>> Begin

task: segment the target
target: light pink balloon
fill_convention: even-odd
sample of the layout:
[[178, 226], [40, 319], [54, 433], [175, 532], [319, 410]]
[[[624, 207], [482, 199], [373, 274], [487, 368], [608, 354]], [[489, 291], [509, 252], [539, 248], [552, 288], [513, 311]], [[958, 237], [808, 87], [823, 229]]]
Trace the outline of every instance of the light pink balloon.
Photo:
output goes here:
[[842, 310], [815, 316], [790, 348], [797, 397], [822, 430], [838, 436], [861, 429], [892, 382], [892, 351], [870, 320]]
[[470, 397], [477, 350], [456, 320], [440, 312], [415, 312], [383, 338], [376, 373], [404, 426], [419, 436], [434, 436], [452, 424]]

>> End
>> Begin

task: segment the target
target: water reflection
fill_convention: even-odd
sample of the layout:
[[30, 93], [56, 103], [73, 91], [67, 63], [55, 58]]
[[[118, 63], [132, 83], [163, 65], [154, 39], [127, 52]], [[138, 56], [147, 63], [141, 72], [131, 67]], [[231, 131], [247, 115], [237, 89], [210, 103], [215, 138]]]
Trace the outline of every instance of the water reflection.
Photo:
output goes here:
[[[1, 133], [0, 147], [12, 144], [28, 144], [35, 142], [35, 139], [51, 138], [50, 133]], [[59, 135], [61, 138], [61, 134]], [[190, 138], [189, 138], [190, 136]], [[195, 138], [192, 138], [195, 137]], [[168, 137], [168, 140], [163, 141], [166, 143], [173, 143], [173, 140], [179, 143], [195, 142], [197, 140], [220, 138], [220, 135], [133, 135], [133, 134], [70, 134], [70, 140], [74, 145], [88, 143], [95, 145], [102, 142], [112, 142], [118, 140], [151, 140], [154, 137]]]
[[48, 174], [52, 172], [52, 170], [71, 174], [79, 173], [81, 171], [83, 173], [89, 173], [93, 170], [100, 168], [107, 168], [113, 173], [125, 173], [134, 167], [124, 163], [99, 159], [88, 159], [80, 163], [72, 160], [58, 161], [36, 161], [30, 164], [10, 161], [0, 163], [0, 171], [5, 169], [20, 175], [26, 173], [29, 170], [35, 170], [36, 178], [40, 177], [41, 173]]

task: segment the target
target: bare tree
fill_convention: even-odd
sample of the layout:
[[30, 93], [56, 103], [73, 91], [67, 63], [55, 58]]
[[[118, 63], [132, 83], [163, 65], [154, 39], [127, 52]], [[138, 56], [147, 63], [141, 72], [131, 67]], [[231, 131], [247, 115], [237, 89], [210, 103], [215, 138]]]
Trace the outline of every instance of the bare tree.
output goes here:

>> End
>> Begin

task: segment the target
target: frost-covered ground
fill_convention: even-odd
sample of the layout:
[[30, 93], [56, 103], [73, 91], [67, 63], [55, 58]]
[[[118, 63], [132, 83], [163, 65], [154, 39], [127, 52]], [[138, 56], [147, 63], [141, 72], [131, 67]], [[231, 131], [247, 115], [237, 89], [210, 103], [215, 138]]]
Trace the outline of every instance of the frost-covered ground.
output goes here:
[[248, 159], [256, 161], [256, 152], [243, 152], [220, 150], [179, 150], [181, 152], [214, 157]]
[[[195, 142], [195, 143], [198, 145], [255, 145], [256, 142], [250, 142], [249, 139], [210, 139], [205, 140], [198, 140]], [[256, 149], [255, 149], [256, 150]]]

>> End

● Task brief
Which lines in the material above contain the word "water"? Gather every one of them and copy each line in full.

● Reply
target: water reflection
Trace the outline of every instance of the water reflection.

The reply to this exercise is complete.